Consumers of Wagyu beef and farmers interested to buy Wagyu breeding stock continuously ask “how do I know it is really Wagyu?”
Wagyu beef is an internationally sought-after niche beef product, demanding a premium price. Locally produced Wagyu beef has recently become available in retail stores in Namibia, likewise demanding a price premium. With a new industry demanding a premium, opportunists will enter the market. The Namibian Wagyu Society’s objective is to protect the Wagyu breed in Namibia and inform the public on what is authentic Wagyu and how to make informed purchase decisions.
What is Wagyu:
Wagyu is an umbrella term for a Japanese breed of beef cattle that has a genetic predisposition to give high levels of intramuscular fat, known as marbling. Research has shown the marbling in Wagyu beef to be healthy, containing high levels of monounsaturated fatty acids (MUFAs), rich in Omega 3 and heart-healthy due to the presence of the good cholesterols. Wagyu beef also has a distinctive taste often described as “beefy”, “salty”, “buttery”, and/or “nutty” which gives it an excellent experience in taste, juiciness and flavour. This is also stated the slogan of the South African Wagyu Society, with claims being supported by Scientific evidence.

Saved entries
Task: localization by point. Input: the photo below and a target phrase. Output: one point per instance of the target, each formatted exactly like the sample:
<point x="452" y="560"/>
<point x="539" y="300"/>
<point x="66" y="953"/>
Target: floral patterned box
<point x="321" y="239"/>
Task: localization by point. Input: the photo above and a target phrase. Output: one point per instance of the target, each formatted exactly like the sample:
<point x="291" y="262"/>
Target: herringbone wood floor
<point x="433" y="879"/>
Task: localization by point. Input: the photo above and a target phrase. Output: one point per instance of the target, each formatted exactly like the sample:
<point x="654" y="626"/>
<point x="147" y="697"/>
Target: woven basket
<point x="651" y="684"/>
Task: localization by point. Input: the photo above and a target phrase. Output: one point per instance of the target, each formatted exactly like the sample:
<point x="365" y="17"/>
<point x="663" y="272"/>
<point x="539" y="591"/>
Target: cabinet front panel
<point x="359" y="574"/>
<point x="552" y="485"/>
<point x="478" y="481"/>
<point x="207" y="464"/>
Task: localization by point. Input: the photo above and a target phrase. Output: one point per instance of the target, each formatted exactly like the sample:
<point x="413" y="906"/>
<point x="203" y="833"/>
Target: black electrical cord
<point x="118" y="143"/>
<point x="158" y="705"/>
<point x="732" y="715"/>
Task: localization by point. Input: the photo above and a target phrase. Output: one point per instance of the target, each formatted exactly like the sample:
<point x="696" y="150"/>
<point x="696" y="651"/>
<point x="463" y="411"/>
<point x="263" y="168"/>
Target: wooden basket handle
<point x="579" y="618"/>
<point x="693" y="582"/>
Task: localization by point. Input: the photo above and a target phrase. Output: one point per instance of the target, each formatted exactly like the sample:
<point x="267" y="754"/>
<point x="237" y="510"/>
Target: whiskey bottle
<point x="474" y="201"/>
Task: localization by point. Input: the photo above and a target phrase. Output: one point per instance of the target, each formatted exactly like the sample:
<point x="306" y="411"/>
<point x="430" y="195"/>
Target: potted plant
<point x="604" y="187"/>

• **Questions on the material**:
1. Summarize the passage on Wagyu beef in two sentences.
2. Answer these questions from the passage on Wagyu beef:
(a) Who, according to the passage, will enter a new industry that demands a premium?
(b) What is the term for the high levels of intramuscular fat that Wagyu cattle are predisposed to give?
(c) Which fatty acids does the marbling in Wagyu beef contain high levels of?
3. Continue the passage on Wagyu beef from its last sentence.

• **Answers to the exercises**:
1. Wagyu beef is a sought-after niche product that commands a premium price, and since locally produced Wagyu is now sold in Namibian retail stores, the Namibian Wagyu Society aims to protect the breed and inform the public on what authentic Wagyu is. Wagyu is an umbrella term for a Japanese beef breed genetically predisposed to high marbling, which research has shown to be healthy, and its beef has a distinctive taste often called "beefy," "salty," "buttery," or "nutty."

2.
(a) Opportunists.
(b) Marbling.
(c) Monounsaturated fatty acids (MUFAs).

3.
How do you start breeding with Wagyu:
Local Namibian Wagyu producers either imported live animals, embryos or surrogates pregnant with full blood Wagyu embryos to establish a local herd. Interested breeders can purchase embryos, semen or live animals from current Wagyu breeders in Namibia to start a stud herd or follow a cross-breeding and upgrading program. Cross-bred animals are also managed, registered and DNA verified, like stud animals.
Implications for Cattle Breeders and Producers:
The first condition is that breeders and/or sellers of wagyu cattle must be registered as Wagyu breeders with the Namibian Wagyu Society (NWS) as well as the Namibian Stud Breeders Association (NSBA).
The second condition is that every Wagyu animals genetic content must be verified by means of DNA analysis and registered on an open online system with the NSBA. Sire verification to a stud registered Wagyu bull for crossbred animals and parent verification for stud animals is compulsory.
Proof of registration must also accompany every Wagyu animal presented for sale. Each animal will thus have two registration tags, a RFID tag as per NamLITS and a stud tag with a registration number as per NSBA documentation. These must correspond with the documentation.
Both the NWS and NSBA should be notified of the change in ownership or location of Wagyu animals. Should animals be sold to breeders who are not registered, the animal loses its registration and cannot be sold or bred as Wagyu, unless the new breeder becomes a member and complies with the constitution and protocols of the NWS.
Implication for the sale of Wagyu Beef:
The breeder/sellers of Wagyu cattle or beef must be in possession of proof of registration of the Wagyu with the NSBA. Following a verification process, approval is also required from both the NWS and
NSBA before slaughter and this documentation will be made readily available upon request. The registration codes RFID and Stud registration number should be present on the animal before slaughter.
Each carcass will be scanned with the objective MasterBeef app, conducted by the Meat Board. The official Marble Score will accompany the packaging of the Wagyu beef to be sold in the market.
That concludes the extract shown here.